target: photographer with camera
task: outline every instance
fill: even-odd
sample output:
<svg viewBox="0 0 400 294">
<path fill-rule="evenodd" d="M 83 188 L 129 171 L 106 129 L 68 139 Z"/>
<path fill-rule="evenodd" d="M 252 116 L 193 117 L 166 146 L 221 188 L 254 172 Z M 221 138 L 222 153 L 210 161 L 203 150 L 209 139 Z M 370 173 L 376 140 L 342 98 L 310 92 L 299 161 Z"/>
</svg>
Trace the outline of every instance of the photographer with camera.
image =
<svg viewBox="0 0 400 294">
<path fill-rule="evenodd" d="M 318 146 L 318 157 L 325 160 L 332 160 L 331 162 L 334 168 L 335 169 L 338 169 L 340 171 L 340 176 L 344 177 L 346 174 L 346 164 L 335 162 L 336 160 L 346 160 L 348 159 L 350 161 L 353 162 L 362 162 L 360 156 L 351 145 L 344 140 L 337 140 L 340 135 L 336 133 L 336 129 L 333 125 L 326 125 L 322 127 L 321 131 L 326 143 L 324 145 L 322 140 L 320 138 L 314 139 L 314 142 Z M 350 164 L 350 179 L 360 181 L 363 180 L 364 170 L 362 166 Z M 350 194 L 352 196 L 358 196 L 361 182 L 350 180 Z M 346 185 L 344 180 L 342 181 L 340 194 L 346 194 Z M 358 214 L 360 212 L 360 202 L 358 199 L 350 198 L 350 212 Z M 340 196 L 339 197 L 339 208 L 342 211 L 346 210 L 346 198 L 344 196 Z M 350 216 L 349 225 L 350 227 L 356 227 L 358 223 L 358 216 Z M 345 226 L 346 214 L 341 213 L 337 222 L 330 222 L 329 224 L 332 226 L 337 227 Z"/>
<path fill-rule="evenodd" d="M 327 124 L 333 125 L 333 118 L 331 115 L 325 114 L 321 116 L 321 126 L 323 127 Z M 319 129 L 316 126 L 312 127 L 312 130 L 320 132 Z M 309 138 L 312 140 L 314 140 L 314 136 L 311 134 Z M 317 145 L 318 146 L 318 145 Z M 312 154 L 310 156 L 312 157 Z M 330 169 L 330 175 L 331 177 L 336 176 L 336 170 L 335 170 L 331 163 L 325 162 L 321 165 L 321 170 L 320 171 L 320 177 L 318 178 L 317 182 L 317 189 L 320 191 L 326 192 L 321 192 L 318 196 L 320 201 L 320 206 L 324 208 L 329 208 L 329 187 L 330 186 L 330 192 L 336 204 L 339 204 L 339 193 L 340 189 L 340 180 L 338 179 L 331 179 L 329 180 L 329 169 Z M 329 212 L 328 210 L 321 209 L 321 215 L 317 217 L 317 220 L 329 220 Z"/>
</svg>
━━━━━━━━━━
Exercise brief:
Edit the records above so that "photographer with camera" becomes "person holding a camera" each time it occurs. Reproduce everything else without change.

Response for this exercise:
target: person holding a camera
task: outline every instance
fill: even-odd
sample output:
<svg viewBox="0 0 400 294">
<path fill-rule="evenodd" d="M 83 188 L 129 171 L 106 129 L 68 139 Z"/>
<path fill-rule="evenodd" d="M 252 116 L 193 117 L 166 146 L 221 188 L 254 172 Z M 221 138 L 222 153 L 210 161 L 203 150 L 209 139 Z M 370 173 L 376 140 L 342 98 L 310 92 L 299 161 Z"/>
</svg>
Trace the outline of every instance of the person holding a camera.
image =
<svg viewBox="0 0 400 294">
<path fill-rule="evenodd" d="M 318 146 L 318 157 L 325 160 L 332 160 L 331 162 L 334 168 L 335 169 L 338 169 L 340 171 L 340 176 L 344 177 L 346 174 L 346 164 L 335 162 L 336 160 L 346 160 L 348 159 L 350 161 L 353 162 L 362 162 L 360 156 L 351 145 L 344 140 L 337 140 L 340 135 L 336 133 L 336 129 L 333 125 L 326 125 L 322 127 L 321 131 L 326 143 L 324 145 L 322 140 L 320 138 L 314 139 L 314 142 Z M 350 164 L 350 179 L 360 181 L 363 180 L 364 170 L 362 166 Z M 350 194 L 352 196 L 358 196 L 361 182 L 350 180 Z M 346 185 L 344 180 L 342 181 L 340 194 L 346 194 Z M 358 214 L 360 212 L 360 202 L 358 199 L 350 198 L 350 212 Z M 340 196 L 339 197 L 339 208 L 342 211 L 346 210 L 346 198 L 344 196 Z M 350 216 L 349 225 L 350 227 L 356 227 L 358 223 L 358 216 Z M 345 226 L 346 214 L 341 213 L 337 222 L 330 222 L 329 224 L 332 226 L 337 227 Z"/>
<path fill-rule="evenodd" d="M 327 124 L 333 125 L 333 118 L 331 115 L 325 114 L 321 116 L 321 126 L 323 127 Z M 319 129 L 316 126 L 312 127 L 312 130 L 320 132 Z M 309 138 L 312 140 L 314 140 L 314 136 L 311 134 Z M 317 145 L 318 146 L 318 145 Z M 312 154 L 310 156 L 312 157 Z M 330 169 L 330 175 L 331 177 L 336 176 L 336 170 L 335 170 L 331 163 L 325 162 L 321 165 L 321 170 L 320 171 L 320 177 L 318 178 L 317 182 L 317 189 L 320 191 L 326 192 L 321 192 L 318 196 L 320 201 L 320 206 L 324 208 L 329 208 L 329 187 L 330 186 L 330 192 L 336 204 L 339 204 L 339 193 L 340 189 L 340 180 L 338 179 L 331 179 L 329 180 L 329 169 Z M 329 212 L 328 210 L 321 209 L 321 215 L 317 217 L 317 220 L 329 220 Z"/>
</svg>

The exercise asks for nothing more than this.